Given the records below, would you repeat exactly the lines that begin at the one containing "TASK: place one marker for each instance of the jar" and end at the one containing "TASK: place one marker for each instance of the scattered", inclusive?

- _Supplied material_:
▼
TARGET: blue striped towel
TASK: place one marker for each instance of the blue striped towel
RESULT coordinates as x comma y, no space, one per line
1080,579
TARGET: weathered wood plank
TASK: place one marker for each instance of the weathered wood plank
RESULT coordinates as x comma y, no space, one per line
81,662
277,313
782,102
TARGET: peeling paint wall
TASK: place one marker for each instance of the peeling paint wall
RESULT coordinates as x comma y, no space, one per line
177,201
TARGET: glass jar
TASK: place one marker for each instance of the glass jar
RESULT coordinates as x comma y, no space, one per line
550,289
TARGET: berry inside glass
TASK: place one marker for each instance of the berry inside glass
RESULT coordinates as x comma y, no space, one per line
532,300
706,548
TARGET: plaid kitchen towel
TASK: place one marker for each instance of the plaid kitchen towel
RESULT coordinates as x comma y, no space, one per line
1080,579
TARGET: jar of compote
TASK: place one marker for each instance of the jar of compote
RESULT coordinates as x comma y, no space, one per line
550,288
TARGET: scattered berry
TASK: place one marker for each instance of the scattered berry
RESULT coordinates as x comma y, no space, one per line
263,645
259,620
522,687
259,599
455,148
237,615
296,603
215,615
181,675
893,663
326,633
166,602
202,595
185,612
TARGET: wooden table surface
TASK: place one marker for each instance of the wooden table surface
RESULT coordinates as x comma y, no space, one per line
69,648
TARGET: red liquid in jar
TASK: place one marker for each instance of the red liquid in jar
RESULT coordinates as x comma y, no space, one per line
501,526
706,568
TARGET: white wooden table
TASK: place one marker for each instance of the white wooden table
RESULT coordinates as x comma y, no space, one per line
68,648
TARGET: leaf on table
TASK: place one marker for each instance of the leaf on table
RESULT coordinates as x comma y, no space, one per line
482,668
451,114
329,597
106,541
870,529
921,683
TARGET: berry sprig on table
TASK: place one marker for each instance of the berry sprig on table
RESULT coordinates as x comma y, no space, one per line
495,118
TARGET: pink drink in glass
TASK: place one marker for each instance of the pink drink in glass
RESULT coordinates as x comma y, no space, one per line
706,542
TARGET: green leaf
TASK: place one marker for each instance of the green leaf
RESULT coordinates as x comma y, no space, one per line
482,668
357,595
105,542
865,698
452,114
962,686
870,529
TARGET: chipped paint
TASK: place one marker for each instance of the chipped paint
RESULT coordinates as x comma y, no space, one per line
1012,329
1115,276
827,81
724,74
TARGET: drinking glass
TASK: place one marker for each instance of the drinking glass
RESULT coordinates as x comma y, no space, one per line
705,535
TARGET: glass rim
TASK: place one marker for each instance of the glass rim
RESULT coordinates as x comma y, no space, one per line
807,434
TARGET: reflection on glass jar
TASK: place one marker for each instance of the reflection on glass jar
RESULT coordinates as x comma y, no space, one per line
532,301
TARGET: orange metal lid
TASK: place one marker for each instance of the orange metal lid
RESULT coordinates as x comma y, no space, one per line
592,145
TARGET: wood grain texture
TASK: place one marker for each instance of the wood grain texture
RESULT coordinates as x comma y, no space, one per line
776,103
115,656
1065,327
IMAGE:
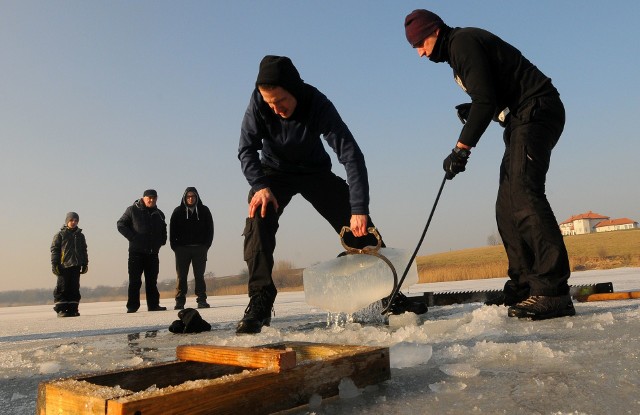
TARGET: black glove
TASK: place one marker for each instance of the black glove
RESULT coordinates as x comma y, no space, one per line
463,112
455,162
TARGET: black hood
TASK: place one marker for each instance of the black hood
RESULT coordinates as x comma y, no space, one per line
184,196
441,48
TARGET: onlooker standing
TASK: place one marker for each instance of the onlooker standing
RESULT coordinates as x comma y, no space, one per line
190,237
69,259
144,227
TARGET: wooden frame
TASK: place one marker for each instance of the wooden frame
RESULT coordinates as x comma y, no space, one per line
219,380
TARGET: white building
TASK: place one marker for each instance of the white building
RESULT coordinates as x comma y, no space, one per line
591,222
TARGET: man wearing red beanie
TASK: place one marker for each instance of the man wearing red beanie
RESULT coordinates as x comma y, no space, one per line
504,86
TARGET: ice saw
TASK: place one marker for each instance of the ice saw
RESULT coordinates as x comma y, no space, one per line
462,297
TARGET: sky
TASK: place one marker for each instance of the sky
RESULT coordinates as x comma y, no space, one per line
102,100
457,359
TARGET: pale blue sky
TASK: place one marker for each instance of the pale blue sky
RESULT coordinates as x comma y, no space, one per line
101,100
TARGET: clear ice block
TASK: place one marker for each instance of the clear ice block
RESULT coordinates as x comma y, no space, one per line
352,282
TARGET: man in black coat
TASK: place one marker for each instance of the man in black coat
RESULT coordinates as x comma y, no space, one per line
285,121
144,227
190,237
505,86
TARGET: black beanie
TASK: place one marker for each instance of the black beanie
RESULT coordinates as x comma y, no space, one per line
279,71
71,215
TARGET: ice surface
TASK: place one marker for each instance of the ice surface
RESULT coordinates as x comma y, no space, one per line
352,282
481,361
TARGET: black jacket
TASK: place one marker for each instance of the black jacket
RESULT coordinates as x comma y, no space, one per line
144,228
294,146
69,248
188,227
492,72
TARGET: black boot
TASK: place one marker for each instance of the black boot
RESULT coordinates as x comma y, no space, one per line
257,313
401,304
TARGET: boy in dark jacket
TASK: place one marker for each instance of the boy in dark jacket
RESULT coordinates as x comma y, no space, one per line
505,86
69,259
144,227
190,237
286,121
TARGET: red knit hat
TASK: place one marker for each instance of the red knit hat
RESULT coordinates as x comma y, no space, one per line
419,24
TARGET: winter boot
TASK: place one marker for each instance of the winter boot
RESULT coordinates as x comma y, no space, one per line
401,304
540,307
257,313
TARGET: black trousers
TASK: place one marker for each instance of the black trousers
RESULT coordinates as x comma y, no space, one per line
148,264
538,261
327,193
66,295
195,255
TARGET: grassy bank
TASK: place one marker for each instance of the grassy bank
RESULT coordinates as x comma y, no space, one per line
593,251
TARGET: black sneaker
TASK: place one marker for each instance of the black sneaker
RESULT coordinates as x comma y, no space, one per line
540,307
257,314
402,304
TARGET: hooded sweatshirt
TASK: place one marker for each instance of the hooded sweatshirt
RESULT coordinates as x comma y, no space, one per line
294,145
191,226
69,248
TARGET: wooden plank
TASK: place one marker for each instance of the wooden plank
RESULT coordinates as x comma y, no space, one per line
221,389
620,295
263,391
257,358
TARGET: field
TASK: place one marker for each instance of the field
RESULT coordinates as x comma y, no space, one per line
593,251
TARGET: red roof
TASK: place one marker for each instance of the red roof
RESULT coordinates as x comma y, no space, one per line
613,222
588,215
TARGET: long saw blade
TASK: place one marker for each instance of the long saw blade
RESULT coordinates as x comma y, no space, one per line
482,296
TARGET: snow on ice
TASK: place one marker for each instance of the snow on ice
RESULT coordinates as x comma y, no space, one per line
467,358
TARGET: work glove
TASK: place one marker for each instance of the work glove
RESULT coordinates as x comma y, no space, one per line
455,162
463,112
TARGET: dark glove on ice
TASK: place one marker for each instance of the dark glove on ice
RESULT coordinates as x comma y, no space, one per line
463,112
190,322
455,162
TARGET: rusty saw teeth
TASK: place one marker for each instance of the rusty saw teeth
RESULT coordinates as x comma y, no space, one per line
482,296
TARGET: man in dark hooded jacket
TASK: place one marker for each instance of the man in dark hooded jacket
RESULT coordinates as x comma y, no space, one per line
505,86
69,259
190,237
284,121
144,227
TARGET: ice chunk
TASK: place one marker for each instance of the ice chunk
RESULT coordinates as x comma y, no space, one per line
352,282
406,354
347,389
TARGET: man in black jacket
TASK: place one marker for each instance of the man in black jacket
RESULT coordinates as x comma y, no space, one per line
190,237
285,120
144,227
505,86
69,259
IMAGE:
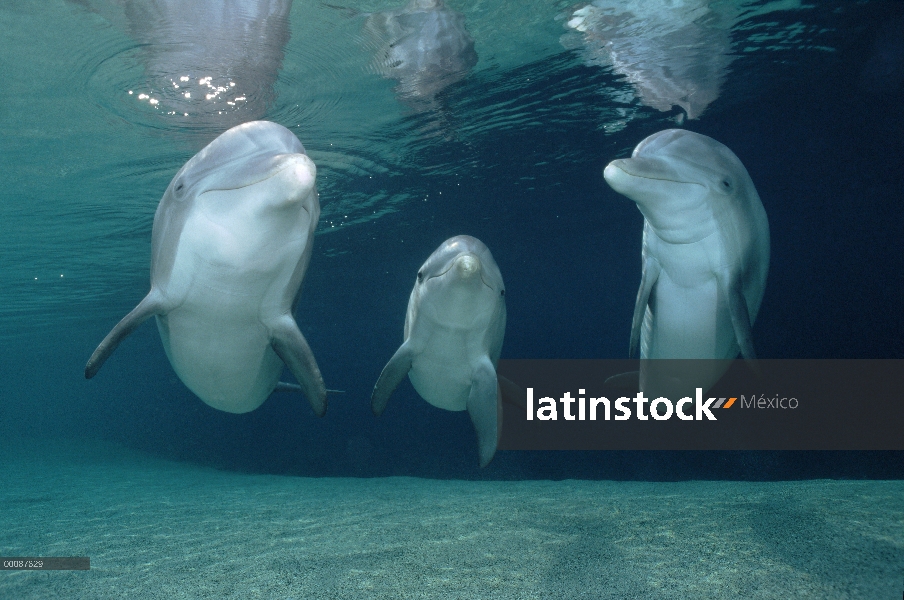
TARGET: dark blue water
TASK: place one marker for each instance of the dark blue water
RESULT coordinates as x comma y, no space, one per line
818,123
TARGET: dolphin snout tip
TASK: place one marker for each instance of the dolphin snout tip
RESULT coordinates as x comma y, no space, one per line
467,265
612,171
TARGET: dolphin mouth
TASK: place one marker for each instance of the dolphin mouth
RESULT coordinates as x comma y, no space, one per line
649,176
289,161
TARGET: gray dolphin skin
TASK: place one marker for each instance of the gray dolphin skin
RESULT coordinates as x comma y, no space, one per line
231,242
453,337
705,257
425,46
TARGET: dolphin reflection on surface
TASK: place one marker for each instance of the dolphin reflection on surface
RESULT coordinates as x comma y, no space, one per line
673,53
424,46
208,64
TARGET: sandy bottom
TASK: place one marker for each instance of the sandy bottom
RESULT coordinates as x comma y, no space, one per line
160,529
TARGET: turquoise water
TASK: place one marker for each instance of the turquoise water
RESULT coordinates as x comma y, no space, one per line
512,152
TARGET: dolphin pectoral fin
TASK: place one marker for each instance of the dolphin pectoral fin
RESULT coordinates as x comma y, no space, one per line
151,305
285,386
483,406
393,374
651,270
289,344
740,318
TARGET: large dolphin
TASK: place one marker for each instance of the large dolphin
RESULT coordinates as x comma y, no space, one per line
705,257
453,337
231,242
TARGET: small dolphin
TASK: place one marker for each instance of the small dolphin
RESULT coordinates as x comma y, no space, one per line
705,257
453,337
231,242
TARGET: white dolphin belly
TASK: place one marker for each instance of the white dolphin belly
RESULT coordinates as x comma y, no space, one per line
442,371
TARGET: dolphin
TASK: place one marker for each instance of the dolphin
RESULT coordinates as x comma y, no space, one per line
705,257
425,46
453,337
231,242
208,64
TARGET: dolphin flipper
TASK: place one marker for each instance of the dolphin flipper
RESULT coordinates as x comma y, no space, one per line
151,305
483,406
740,317
651,270
289,344
393,374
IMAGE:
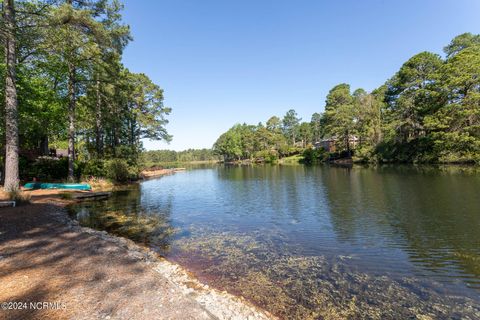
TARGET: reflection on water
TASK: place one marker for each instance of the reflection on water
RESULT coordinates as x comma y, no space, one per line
316,242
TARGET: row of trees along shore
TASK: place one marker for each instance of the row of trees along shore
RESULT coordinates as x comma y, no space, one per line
428,112
65,88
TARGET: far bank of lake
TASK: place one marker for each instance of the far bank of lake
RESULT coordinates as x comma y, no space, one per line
315,241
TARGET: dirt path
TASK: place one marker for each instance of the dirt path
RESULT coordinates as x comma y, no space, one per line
45,257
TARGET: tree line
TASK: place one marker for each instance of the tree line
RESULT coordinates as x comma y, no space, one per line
65,85
429,111
159,157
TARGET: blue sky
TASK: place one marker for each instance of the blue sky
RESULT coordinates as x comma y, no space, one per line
235,61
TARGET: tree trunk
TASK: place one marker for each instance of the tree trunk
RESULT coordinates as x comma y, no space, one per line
44,150
347,140
11,111
71,120
98,122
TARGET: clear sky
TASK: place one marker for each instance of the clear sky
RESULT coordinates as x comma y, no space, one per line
223,62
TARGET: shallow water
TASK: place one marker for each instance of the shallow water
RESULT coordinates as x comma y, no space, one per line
315,242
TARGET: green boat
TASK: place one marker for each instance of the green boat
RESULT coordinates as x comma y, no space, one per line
70,186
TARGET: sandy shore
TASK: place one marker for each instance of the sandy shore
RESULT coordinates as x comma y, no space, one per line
87,274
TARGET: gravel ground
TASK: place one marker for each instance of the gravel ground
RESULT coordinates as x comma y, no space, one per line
87,274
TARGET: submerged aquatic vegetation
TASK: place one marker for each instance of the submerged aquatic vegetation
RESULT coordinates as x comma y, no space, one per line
296,286
148,229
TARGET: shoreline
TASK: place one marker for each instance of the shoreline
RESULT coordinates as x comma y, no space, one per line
215,304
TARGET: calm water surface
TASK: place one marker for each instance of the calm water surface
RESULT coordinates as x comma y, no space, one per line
315,242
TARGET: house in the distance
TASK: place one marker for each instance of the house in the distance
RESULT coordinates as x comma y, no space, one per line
329,144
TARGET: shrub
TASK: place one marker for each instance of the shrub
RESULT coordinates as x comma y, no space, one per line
311,156
94,168
19,196
49,168
119,170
▲
- _Answer space_:
TASK: place one marker for each instance of the jar of compote
RESULT coordinates as x comma y, no space, one per line
550,288
TARGET: scattered berry
TASK: place one marker for each instance of the scattered berry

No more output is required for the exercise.